==== Information shown

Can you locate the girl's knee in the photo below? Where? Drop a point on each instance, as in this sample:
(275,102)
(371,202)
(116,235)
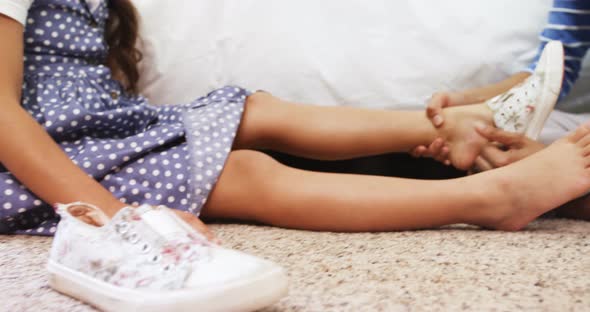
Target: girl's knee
(249,164)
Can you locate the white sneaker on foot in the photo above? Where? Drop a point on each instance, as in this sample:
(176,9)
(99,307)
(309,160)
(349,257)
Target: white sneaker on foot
(148,259)
(525,107)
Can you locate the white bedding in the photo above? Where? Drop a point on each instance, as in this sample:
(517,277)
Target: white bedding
(380,53)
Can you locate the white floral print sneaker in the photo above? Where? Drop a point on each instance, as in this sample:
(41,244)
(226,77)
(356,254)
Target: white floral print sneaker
(148,259)
(525,107)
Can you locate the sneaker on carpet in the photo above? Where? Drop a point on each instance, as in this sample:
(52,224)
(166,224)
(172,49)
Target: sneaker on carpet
(148,259)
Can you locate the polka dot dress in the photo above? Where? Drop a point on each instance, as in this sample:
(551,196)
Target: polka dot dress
(170,155)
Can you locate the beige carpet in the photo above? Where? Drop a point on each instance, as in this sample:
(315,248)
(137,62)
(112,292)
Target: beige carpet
(546,268)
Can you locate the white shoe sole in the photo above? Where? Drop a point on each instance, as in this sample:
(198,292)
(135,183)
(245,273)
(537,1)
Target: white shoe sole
(552,60)
(244,295)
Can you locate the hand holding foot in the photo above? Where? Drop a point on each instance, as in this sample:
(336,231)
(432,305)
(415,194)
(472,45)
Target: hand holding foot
(523,187)
(508,148)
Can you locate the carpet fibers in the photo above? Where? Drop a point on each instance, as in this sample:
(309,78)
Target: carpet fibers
(544,268)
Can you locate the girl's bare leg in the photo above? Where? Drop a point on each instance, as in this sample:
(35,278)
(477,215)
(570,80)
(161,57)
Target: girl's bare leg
(332,133)
(255,187)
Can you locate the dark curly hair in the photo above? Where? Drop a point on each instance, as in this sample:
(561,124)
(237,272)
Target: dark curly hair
(122,32)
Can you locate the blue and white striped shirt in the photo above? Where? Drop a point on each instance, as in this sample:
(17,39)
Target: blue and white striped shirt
(569,22)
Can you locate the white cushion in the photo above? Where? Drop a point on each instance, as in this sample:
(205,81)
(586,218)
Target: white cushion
(381,54)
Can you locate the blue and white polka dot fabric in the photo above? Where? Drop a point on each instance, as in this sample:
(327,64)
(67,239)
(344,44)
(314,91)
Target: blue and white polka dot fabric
(138,152)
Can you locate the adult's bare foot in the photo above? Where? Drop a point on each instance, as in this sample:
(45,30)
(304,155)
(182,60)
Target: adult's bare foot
(528,188)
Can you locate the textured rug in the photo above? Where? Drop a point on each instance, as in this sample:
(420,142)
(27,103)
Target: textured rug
(545,268)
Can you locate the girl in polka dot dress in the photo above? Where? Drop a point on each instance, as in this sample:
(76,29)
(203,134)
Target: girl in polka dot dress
(77,131)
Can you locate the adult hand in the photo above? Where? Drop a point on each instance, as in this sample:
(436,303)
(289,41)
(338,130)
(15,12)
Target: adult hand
(438,101)
(436,150)
(508,148)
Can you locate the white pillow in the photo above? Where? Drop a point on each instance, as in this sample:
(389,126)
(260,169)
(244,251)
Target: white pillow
(380,53)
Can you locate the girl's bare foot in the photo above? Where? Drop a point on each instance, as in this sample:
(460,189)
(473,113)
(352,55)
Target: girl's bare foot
(530,187)
(459,132)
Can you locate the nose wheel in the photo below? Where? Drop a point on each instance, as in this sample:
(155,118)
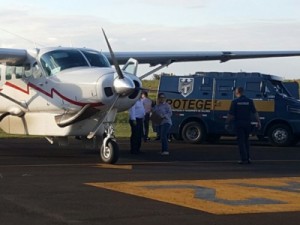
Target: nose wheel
(109,152)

========

## Directions for this task
Put the lines of the listing into a numbered list, from the line with "Can you locate the white cushion" through the end of the listing, both ends included, and skip blank lines. Leave the pictures out.

## Task solution
1. Can you locate the white cushion in the photo above? Where? Drop a point on each instance, as in this sample:
2. (205,81)
3. (586,218)
4. Target: white cushion
5. (381,54)
6. Can you locate the blue and white polka dot fabric in the photo above? Where? Drop a point on each instance, as in this sample:
7. (327,64)
8. (67,239)
9. (344,44)
10. (314,91)
11. Target: blue and white polka dot fabric
12. (138,152)
13. Can you locate the adult's bare foot in the photo above? Where? Drop a point on each instance, as in this sample:
14. (45,30)
15. (304,155)
16. (182,60)
17. Target: adult's bare foot
18. (528,188)
19. Can you locate the textured rug in the photo above? Where? Drop a point on each instance, as in this sample:
20. (420,142)
21. (27,103)
22. Target: textured rug
23. (545,268)
24. Can you locate the girl in polka dot dress in the photo above? Where? Drop a point on each instance, as in this sample:
25. (76,29)
26. (203,134)
27. Target: girl in polka dot dress
28. (77,131)
29. Can you locate the adult hand in the photo above? Where? Drop a point on each instance, as in this sample:
30. (436,303)
31. (289,41)
32. (338,130)
33. (15,12)
34. Target: adult hand
35. (438,101)
36. (436,150)
37. (508,148)
38. Can you locate the white pillow in the photo above? Where? Drop a point on each instance, as in this sample:
39. (389,126)
40. (260,169)
41. (244,251)
42. Target: white pillow
43. (380,53)
44. Can you locate the girl's bare foot in the photo above? Where? Drop a point on each instance, as in this sample:
45. (460,189)
46. (473,113)
47. (352,55)
48. Target: girl's bare foot
49. (530,187)
50. (459,132)
51. Can you locate the nose wheel in the photo below? Where? Drop a point on each instance, as in this sample:
52. (155,118)
53. Target: nose wheel
54. (109,152)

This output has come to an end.